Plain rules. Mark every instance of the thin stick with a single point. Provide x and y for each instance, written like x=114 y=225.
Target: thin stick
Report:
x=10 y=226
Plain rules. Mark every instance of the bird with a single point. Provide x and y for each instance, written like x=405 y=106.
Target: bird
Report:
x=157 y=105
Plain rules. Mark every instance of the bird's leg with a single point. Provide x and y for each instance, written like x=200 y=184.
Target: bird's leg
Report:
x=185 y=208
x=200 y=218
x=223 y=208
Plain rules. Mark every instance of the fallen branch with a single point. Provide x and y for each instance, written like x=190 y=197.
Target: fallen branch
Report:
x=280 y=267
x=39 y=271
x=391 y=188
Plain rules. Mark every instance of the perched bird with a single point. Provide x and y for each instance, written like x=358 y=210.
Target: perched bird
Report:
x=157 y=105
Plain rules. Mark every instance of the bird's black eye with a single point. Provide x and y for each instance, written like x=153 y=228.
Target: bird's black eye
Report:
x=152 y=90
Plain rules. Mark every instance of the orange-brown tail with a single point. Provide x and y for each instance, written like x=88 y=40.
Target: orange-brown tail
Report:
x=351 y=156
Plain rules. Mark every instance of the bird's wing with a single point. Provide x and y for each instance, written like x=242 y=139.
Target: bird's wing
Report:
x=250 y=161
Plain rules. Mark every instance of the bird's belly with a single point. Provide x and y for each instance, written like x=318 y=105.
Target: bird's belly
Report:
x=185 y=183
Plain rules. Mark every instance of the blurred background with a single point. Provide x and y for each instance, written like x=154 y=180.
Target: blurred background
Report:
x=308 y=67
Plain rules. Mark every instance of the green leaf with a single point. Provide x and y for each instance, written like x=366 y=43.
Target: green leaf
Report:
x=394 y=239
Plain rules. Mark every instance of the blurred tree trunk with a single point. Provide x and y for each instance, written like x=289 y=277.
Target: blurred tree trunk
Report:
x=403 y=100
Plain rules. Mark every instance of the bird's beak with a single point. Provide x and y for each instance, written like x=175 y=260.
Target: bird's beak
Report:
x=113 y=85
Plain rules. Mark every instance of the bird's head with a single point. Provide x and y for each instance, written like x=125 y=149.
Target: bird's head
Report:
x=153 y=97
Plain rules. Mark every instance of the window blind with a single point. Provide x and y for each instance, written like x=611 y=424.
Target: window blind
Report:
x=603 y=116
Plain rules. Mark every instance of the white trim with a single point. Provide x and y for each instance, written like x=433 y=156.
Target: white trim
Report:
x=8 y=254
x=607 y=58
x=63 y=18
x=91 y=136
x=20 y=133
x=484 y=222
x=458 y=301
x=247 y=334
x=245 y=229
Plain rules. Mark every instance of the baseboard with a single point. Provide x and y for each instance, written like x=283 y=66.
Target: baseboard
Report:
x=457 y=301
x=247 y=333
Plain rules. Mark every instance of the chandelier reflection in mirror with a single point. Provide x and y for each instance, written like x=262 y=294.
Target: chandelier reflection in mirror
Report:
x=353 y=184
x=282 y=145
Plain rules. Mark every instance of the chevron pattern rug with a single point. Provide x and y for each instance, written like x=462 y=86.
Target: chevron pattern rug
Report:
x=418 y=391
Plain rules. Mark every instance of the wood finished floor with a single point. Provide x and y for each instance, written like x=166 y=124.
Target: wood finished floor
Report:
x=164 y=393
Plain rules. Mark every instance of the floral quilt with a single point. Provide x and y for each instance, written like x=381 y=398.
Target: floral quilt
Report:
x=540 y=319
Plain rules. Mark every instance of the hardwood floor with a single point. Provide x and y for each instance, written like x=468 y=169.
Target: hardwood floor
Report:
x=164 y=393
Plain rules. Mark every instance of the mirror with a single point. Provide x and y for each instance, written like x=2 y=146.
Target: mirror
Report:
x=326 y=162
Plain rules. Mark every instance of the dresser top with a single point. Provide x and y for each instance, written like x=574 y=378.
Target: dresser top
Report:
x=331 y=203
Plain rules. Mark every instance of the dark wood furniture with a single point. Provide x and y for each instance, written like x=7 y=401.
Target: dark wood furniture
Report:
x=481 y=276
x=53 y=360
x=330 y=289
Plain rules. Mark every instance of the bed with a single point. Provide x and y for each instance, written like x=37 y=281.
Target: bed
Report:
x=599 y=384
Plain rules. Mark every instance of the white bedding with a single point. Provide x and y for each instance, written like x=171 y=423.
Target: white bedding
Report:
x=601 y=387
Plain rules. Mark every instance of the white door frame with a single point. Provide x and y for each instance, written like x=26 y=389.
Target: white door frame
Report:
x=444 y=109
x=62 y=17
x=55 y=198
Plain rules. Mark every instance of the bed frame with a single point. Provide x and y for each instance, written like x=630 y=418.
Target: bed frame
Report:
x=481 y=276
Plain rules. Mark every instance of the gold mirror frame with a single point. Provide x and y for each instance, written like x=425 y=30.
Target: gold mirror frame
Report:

- Exercise task
Copy out all of the lines above word for word.

- In response
Plain rules. Mark every instance of the thin stick with a single point. Provide x and y for each instance, written like x=114 y=225.
Target: thin stick
Report:
x=10 y=226
Plain rules. Mark every instance of the bird with a single point. Provide x and y for each instance, written like x=405 y=106.
Target: bird
Report:
x=157 y=105
Plain rules. Mark every instance of the bird's leg with a single point. Provide x and y for each instance, written like x=200 y=184.
Target: bird's leg
Report:
x=185 y=208
x=200 y=218
x=223 y=208
Plain rules. Mark every instance of the fallen branch with a single point. Provide x and y for each instance, written like x=190 y=197.
Target: fallen branch
Report:
x=280 y=267
x=39 y=271
x=391 y=188
Plain rules. Mark every instance of the perched bird with a single point. Provide x and y for each instance, written like x=358 y=210.
Target: perched bird
Report:
x=157 y=105
Plain rules. Mark every instance of the bird's black eye with a single point. Provide x and y for each instance, written like x=153 y=228.
Target: bird's black eye
Report:
x=152 y=90
Plain rules. Mark every instance of the orange-brown tail with a single point. Provide x and y for each instance, written like x=88 y=40.
Target: orange-brown tail
Report:
x=351 y=156
Plain rules. Mark every instance of the bird's wing with a single point. Provide x and y for each instance, written like x=242 y=139.
Target: bird's wing
Report:
x=250 y=161
Plain rules. Mark every instance of the bird's belly with a single point. Provide x and y for each instance, written like x=318 y=105.
Target: bird's belly
Report:
x=185 y=183
Plain rules. Mark every instance of the blurred background with a single point. Provide x and y for each instance, written like x=154 y=180.
Target: blurred background
Report:
x=308 y=67
Plain rules. Mark every instance of the green leaf with a single point. Provide x and y for each instance, written like x=366 y=43.
Target: green leaf
Report:
x=394 y=239
Plain rules. Mark every instance of the blurred tree trunk with a single point. Provide x and y for each instance, written like x=289 y=277.
Target: blurred tree trunk
Report:
x=403 y=100
Plain rules. Mark every instance of the bird's beak with a single point. Provide x and y for each instance, written like x=175 y=260.
Target: bird's beak
Report:
x=113 y=85
Plain rules. Mark every instance of the bird's head with a single point. Provide x and y for each instance, written like x=125 y=149.
Target: bird's head
Report:
x=153 y=97
Plain rules. Mark every instance of the window blind with a single point. Provide x and y for each instance, written like x=611 y=424.
Target: window blind
Report:
x=603 y=116
Plain rules. Mark every instance of the white trim with a single point. Provide x and y for each instance, written like x=433 y=156.
Target: white trim
Report:
x=8 y=254
x=607 y=58
x=63 y=18
x=91 y=136
x=20 y=133
x=484 y=222
x=458 y=301
x=247 y=334
x=245 y=229
Plain rules. Mark every instance of the baseboard with a single point. Provide x and y for each instance, written like x=283 y=66.
Target: baseboard
Report:
x=457 y=301
x=247 y=333
Plain rules. Mark every instance of the chandelier reflection in mirror with a single point. Provide x and y for each instance, written like x=262 y=294.
Target: chandelier reflection in mirror
Report:
x=353 y=184
x=282 y=145
Plain rules. Mark every instance of the chevron pattern rug with a single point. Provide x and y for each instance, written like x=462 y=86.
Target: chevron pattern rug
Report:
x=418 y=391
Plain rules. Mark every instance of the wood finished floor with a single point. Provide x and y for each instance, written like x=166 y=124.
Target: wood finished floor
Report:
x=164 y=393
Plain rules. Mark every instance of the floral quilt with a single point. Provide x and y for each instance, written like x=381 y=398.
Target: floral quilt
Report:
x=540 y=319
Plain rules. Mark every instance of the hardwood floor with a single point. Provide x and y for each instance, written like x=468 y=169.
Target: hardwood floor
Report:
x=164 y=393
Plain rules. Mark every instance of the mirror with a single point. Provide x and y for each instance, written like x=2 y=146.
Target: mirror
Report:
x=326 y=162
Plain rules. Mark every instance of the dresser top with a single point. Provide x and y for each instance, written like x=574 y=378.
Target: dresser top
Report:
x=331 y=203
Plain rules. Mark every instance of the dark wood furniture with a single point. Provide x and y for each instance, written like x=7 y=401.
Target: dark wood furniture
Report:
x=481 y=276
x=53 y=360
x=330 y=289
Plain rules. Mark every instance of the bed with a single point. Provide x and y for each instance, written like x=37 y=281.
Target: bed
Report:
x=599 y=384
Plain rules. Mark every instance of the white bedding with a single point. Provide x and y for each instance, written like x=171 y=423.
Target: white bedding
Report:
x=601 y=387
Plain rules. Mark every instance of the white door frame with a single point. Provide x and y for each instance, written like x=26 y=389.
Target: white door frame
Report:
x=444 y=109
x=62 y=17
x=55 y=198
Plain rules. Mark every instance of the bed frame with a single point. Provide x and y for each instance, written like x=630 y=418.
Target: bed frame
Report:
x=481 y=276
Plain rules. Mark every instance of the gold mirror frame with a single point. Provide x and y for each instance, written like x=425 y=30.
Target: gold mirror frame
Report:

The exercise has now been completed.